• _小题 1_: 把这篇算法导论里从“In essence, an”开始、一直到“x <- (1/2)*(x+a/x)”为止的那段重新写一遍,并把其中的“cnt”改成“max_iter”。
• _小题 2_: 在这篇算法导论求a的平方根的例子里,迭代计数器k一般从几开始?
• _小题 3_: 接着这篇讲算法与最优化的文章往下写。

• _文章片段_:
美文网首页AI
数据发掘与机器学习算法导论-1.最优化(Optimization

数据发掘与机器学习算法导论-1.最优化(Optimization

作者: sarai_c7eb | 来源:发表于2019-07-29 14:49 被阅读0次

    1.1 算法(algorithms)

    算法就是为了计算而产生的可迭代的,一步步执行的程序;
    这个程序可以是一段简洁的描述,一个公式,或者公式加描述;
    常用的算法如:寻找多项式的解,判断一个数字是否为素数,或者产生随机数字;这些都是算法。

    An algorithm is an iterative, step-by-step procedure for computation.

    1.1.1 算法的本质

    一个算法的本质可以写作一个迭代公式或者多个迭代公式的组合;

    In essence, an algorithm can be written as an iterative equation or a set of iterative equations;

    如:寻找a的平方根,迭代公式如下:
    x_{k+1}=\frac{1}{2}(x_k+\frac{a}{x_k}) \qquad k\in(0,1,2,...)
    k为迭代计数器,一般从0开始;
    a=100,从x_0=1开始迭代,R代码如下:

    cnt <- 8 
    a <- 100
    i <- 0
    x <- 1
    while(i<cnt) {
        x <- (1/2)*(x+a/x)
        i <- i+1
        cat("the iteration conter is: ",i," and the result is: ",x,"\n")
    }
    
    迭代结果

    第6轮时已经接近了真实解,第7轮和第8轮起始已经得到了真实的结果。

    泰勒公式
    如果f(x)x_0n阶可导,f(x)可利用(x-x_0)n次多项式来逼近。
    f(x)=\frac{f(x_0)}{0!}+\frac{f'(x_0)}{1!}(x-x_0)+\frac{f''(x_0)}{2!}(x-x_0)^2+...+\frac{f^{(n)}(x_n)}{n!}(x-x_0)^n+R_n(x)
    牛顿迭代算法
    取泰勒公式前两项f(x)=\frac{f(x_0)}{0!}+\frac{f'(x_0)}{1!}(x-x_0)=0
    得到:x=x_0-\frac{f(x_0)}{f'(x_0)}
    迭代公式:x_{k+1}=x_k-\frac{f(x_k)}{f'(x_k )}

    1.1.2 算法存在的问题

    • 最终解依赖于初始值,如上例子,x_0从-1开始迭代
      解以来与迭代的初始值
      解决办法:初始值随机产生.
    • 当前讨论的算法对f(x)的要求,在x_0处可导且不为0.
    • 其他issues:
      • setting of parameters
      • the slow rate of convergence
      • condition numbers
      • iteration structures

    1.1.3 算法的类型

    一种算法只能完成一种特定的计算任务,没有一种算法可以完成所有的任务:
    一般有:

    • root-finding algorithms
    • sorting algorithms

    1.2 最优化(optimization)

• _条目_:
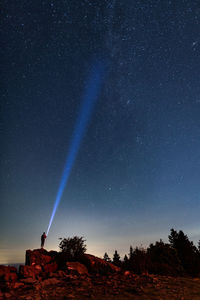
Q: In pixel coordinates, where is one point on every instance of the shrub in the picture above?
(73, 248)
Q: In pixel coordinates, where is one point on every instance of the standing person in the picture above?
(43, 237)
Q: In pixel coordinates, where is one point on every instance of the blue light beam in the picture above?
(88, 102)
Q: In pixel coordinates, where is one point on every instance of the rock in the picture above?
(8, 274)
(28, 280)
(17, 285)
(51, 268)
(39, 257)
(96, 265)
(76, 268)
(50, 281)
(30, 271)
(7, 295)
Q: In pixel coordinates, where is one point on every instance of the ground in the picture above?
(117, 286)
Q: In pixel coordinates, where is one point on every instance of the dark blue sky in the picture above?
(138, 167)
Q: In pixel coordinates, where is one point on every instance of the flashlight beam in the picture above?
(89, 99)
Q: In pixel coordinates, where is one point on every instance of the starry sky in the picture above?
(137, 171)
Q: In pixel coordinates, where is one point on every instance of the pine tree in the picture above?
(106, 257)
(116, 259)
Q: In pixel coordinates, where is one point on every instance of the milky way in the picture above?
(138, 168)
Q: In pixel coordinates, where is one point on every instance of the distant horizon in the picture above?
(110, 252)
(130, 155)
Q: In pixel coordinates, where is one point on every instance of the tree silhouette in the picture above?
(187, 252)
(73, 248)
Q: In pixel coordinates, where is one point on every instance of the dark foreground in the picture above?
(116, 286)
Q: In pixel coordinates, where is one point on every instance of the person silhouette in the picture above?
(43, 237)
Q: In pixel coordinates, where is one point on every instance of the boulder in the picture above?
(39, 257)
(8, 274)
(96, 265)
(76, 268)
(30, 271)
(51, 268)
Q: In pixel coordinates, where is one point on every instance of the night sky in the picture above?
(137, 171)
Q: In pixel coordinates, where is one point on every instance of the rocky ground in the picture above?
(45, 277)
(118, 286)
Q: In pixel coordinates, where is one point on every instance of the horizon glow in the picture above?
(90, 97)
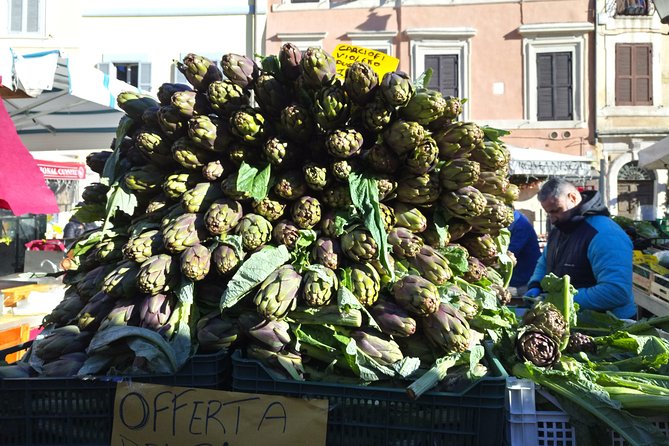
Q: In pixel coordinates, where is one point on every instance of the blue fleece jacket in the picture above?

• _文字作答 1_:
In essence, an algorithm can be written as an iterative equation or a set of iterative equations;

    如:寻找a的平方根,迭代公式如下:
    x_{k+1}=\frac{1}{2}(x_k+\frac{a}{x_k}) \qquad k\in(0,1,2,...)
    k为迭代计数器,一般从0开始;
    a=100,从x_0=1开始迭代,R代码如下:

    max_iter <- 8 
    a <- 100
    i <- 0
    x <- 1
    while(i<max_iter) {
        x <- (1/2)*(x+a/x)

• _文字作答 2_: 一般从0开始。

• _文字作答 3_:
    1.2.1 A simple example

    已知一个体积确定的圆柱桶,怎么设计让其表面积最小:

    根据面积和体积公式,最终计算得出当h=2r时候最优。
    如果选择为球形,则得到更小的面积;

    1.2.2 General formulation of optimization

    maximize/minimize f(x), x=(x_1,x_2,...,x_D)^T\in R^D
    subject to:
    \phi_j(x)=0 (j=1,2,...,M)
    \psi_k(x)\leq 0 (k=1,...,N)

    根据微积分知识,可以根据一次微分和二次微分判断极大值和极小值;

    一次微分 二次微分
    极大值 f'(x)=0 f''(x)<0
    极小值 f'(x)=0 f''(x)>0

    1.2.3 feasible solution(可行解)

    A point x that satisfies all the constraints is called a feasible point and thus is a feasible solution to the problem.
    the set of all feasible points is called the feasible region.

    满足条件的取值范围都为可行解。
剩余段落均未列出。